Stored items
────────────────────────────────────────

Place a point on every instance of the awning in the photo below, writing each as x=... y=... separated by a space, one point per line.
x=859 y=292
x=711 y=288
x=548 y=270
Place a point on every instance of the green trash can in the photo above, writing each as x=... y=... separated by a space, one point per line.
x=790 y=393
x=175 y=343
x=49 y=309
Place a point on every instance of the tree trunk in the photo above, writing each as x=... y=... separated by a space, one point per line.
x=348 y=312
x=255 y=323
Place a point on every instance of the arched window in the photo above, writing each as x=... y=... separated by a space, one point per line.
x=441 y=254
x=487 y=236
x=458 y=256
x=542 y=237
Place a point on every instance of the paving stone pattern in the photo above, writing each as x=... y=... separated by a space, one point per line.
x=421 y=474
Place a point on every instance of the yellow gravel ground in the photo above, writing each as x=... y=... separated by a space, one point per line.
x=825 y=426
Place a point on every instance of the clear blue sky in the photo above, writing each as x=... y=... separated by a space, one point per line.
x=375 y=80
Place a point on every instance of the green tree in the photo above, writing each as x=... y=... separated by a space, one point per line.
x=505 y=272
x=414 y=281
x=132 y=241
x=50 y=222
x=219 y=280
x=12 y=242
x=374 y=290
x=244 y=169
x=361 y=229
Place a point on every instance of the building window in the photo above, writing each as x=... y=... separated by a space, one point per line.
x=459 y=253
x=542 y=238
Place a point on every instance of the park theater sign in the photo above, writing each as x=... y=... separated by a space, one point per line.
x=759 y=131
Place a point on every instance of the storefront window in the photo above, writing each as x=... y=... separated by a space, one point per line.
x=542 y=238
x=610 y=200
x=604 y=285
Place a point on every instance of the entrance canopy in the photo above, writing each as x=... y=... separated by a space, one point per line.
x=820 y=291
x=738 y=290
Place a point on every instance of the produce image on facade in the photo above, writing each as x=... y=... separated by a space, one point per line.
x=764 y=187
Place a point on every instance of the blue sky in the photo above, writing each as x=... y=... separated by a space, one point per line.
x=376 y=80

────────────────────────────────────────

Exercise prompt - Extract the whole listing, character for character.

Result of this exercise -
Place a point on every instance of the awning in the photo below, writing each as x=... y=... separated by a space, one point per line.
x=859 y=292
x=711 y=288
x=548 y=270
Place a point on every instance of the green trash can in the photo above, writing each as x=... y=... separated by a space, one point per line.
x=790 y=393
x=175 y=343
x=49 y=309
Place a point on every instance of the tree trunk in the photo above, writing each as x=... y=... separated by a space, one point per line.
x=348 y=312
x=255 y=323
Place a point on every instance of the arched window in the photo above, writing each as x=... y=... separated by a space, one point per line.
x=441 y=254
x=487 y=236
x=458 y=256
x=542 y=237
Place a point on every instance of the paving stone pattern in the photo above, writing each as x=... y=... separated by a space, one point per line.
x=421 y=474
Place a point on every instance of the yellow gravel ground in the photo above, writing each as x=... y=... separated by a space, one point per line.
x=825 y=426
Place a point on every instance of the clear blue sky in the photo above, writing each as x=... y=... separated by a space, one point per line.
x=375 y=80
Place a point on every instance of the green tree in the photo above, writing each as x=... y=... separated by a space, one point per line.
x=505 y=272
x=414 y=281
x=132 y=241
x=50 y=222
x=219 y=280
x=12 y=242
x=374 y=290
x=244 y=169
x=361 y=229
Place a point on every instance of the building window in the photo above, writing each as x=... y=... separated by a space, one point per line.
x=459 y=253
x=542 y=238
Place a point on every instance of the park theater sign in the photo above, writing each as x=... y=... separated by a space, one point per line.
x=759 y=131
Place a point on every instance of the storefront window in the photo above, writing each as x=... y=... separated by a space, one point per line.
x=542 y=238
x=610 y=200
x=604 y=285
Place a point on every instance of the entrance canopy in the photo above, writing each as x=... y=... separated by a space, one point per line.
x=820 y=291
x=738 y=290
Place a point on every instance of the produce image on facade in the photo above, writing each as x=... y=... separated by a space, one point per line.
x=764 y=187
Place a point on every instance of the blue sky in the photo above, writing each as x=... y=... separated by a space, one point per line.
x=376 y=80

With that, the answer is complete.